[Source records]

━━━━

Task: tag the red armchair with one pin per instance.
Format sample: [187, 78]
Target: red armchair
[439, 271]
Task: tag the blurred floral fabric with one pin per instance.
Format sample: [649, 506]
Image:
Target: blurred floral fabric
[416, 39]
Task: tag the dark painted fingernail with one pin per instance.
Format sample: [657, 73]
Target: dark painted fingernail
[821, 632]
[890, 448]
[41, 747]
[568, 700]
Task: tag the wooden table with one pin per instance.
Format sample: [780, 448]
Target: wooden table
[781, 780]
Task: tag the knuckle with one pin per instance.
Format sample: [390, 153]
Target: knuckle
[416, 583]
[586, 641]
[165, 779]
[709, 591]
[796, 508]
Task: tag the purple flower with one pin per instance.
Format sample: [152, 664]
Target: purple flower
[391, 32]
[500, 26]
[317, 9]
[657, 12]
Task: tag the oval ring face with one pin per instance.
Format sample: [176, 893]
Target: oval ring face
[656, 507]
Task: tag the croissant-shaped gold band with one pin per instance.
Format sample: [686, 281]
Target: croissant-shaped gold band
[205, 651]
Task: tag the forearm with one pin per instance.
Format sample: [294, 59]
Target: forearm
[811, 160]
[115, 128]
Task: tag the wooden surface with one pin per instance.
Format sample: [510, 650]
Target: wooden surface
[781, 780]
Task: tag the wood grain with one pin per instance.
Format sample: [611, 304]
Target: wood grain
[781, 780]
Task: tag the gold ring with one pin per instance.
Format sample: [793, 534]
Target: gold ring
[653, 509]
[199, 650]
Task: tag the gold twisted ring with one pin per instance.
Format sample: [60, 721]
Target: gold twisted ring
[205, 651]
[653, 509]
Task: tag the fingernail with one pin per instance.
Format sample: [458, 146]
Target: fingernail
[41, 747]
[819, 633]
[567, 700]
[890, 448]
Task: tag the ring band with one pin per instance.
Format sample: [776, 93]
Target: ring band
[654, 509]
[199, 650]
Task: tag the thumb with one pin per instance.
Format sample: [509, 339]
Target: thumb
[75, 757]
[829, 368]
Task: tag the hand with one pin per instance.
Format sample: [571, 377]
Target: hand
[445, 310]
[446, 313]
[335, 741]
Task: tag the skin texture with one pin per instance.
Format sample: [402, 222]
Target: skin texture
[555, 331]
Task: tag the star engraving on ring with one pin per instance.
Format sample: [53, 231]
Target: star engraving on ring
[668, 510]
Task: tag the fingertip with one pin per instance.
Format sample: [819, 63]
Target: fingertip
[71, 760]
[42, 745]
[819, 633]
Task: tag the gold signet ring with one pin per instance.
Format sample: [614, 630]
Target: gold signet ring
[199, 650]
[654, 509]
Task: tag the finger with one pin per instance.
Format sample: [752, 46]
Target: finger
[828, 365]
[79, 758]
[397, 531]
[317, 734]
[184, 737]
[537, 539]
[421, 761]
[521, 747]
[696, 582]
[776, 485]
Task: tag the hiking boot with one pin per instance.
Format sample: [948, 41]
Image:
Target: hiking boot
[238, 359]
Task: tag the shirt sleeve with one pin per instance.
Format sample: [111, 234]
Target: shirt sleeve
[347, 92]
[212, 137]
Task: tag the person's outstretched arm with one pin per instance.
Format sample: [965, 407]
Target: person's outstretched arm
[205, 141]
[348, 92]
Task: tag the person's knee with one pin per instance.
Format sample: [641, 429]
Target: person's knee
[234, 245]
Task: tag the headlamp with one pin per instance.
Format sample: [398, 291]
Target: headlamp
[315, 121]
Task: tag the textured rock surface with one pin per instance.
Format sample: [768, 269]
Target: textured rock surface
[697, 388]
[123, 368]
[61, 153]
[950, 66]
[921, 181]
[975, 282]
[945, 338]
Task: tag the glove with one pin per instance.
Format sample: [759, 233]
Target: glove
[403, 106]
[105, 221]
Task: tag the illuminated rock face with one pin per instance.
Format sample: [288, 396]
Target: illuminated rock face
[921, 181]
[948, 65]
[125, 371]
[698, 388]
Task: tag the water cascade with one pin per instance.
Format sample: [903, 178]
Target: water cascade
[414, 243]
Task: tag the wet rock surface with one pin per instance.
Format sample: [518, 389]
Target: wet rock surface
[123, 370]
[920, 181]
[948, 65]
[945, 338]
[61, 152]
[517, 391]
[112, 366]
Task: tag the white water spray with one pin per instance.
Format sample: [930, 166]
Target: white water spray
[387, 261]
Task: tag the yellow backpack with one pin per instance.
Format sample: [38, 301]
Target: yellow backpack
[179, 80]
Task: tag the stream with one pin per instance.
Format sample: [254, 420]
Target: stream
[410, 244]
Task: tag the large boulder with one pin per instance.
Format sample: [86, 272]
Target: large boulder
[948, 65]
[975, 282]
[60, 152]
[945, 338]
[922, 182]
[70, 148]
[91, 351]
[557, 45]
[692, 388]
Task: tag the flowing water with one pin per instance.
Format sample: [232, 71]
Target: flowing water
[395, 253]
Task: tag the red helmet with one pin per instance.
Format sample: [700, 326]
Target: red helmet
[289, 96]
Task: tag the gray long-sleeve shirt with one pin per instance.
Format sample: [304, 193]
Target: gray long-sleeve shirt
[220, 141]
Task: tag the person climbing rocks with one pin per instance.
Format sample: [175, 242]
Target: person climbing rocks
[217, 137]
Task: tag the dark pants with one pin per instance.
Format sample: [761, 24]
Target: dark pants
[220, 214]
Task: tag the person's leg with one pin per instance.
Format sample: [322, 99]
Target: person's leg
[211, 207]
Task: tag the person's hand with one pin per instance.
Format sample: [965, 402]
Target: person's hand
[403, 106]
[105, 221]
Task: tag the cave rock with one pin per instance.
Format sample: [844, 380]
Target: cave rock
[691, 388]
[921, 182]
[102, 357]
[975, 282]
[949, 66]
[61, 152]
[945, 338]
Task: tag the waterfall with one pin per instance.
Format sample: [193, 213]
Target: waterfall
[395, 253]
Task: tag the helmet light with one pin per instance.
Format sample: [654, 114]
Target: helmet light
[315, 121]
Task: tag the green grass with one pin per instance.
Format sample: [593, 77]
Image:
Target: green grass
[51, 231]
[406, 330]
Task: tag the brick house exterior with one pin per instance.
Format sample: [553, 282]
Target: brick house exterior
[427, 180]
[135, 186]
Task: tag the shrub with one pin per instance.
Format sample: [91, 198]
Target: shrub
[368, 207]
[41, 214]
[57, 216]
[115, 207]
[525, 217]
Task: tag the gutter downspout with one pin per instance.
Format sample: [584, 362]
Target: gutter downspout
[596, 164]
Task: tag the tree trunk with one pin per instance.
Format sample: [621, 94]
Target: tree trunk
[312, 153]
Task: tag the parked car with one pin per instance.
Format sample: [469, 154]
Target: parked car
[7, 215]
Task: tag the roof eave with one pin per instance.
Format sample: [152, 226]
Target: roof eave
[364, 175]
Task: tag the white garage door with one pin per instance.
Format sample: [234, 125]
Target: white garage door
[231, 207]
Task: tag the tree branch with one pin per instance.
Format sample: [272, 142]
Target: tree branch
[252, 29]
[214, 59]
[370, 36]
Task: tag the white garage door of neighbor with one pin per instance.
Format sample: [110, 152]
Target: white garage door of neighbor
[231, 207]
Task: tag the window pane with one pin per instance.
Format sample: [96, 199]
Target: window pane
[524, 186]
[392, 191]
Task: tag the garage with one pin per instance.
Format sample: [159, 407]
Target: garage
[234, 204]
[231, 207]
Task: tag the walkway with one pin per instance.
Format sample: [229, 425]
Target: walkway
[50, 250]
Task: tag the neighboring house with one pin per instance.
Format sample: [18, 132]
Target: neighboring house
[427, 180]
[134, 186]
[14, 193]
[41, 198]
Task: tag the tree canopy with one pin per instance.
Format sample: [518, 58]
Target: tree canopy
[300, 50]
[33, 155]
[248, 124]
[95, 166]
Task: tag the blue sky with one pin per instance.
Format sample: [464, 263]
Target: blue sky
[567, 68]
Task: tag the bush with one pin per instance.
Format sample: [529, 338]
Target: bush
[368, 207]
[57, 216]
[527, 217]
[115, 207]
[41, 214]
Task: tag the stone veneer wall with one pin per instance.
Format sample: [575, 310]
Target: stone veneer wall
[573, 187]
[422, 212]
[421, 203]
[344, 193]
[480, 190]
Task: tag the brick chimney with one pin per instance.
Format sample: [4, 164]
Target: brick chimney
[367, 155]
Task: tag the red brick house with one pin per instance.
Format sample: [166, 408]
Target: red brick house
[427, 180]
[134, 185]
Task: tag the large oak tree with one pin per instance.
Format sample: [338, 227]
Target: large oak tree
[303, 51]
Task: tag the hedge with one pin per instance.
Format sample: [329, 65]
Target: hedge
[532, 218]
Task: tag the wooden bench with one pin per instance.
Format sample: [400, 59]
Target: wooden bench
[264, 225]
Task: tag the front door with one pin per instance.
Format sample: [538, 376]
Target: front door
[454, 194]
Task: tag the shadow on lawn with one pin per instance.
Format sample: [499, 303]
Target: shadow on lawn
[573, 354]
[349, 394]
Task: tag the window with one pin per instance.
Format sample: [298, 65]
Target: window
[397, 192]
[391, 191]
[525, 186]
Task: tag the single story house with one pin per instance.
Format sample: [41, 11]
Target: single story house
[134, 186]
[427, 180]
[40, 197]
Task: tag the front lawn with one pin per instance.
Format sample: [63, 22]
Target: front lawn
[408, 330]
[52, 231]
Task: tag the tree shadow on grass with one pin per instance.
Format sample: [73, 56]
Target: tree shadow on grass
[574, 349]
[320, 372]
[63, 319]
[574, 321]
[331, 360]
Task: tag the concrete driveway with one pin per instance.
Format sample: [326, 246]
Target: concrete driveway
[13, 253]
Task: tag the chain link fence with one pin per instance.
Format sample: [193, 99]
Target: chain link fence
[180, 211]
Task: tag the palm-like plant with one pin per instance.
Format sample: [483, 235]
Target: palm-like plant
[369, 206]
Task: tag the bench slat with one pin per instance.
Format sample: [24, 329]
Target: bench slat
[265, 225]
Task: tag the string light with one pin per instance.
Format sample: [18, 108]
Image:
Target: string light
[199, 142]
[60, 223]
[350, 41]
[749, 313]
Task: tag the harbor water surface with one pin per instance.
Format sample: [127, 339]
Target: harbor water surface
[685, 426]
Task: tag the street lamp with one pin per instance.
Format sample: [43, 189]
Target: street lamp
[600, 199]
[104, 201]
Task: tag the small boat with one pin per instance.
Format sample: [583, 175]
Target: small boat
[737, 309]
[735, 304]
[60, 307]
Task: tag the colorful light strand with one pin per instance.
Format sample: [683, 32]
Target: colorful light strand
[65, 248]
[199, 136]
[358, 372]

━━━━

Task goal »
Please reproduce, word for word, the lines of the material starting with the line that contains "Task: tag the colorful" and going on through the final line of the material.

Problem solution »
Task: tag the colorful light strand with one pin per instance.
Format sample: [683, 32]
Target: colorful light strand
[65, 248]
[199, 136]
[358, 372]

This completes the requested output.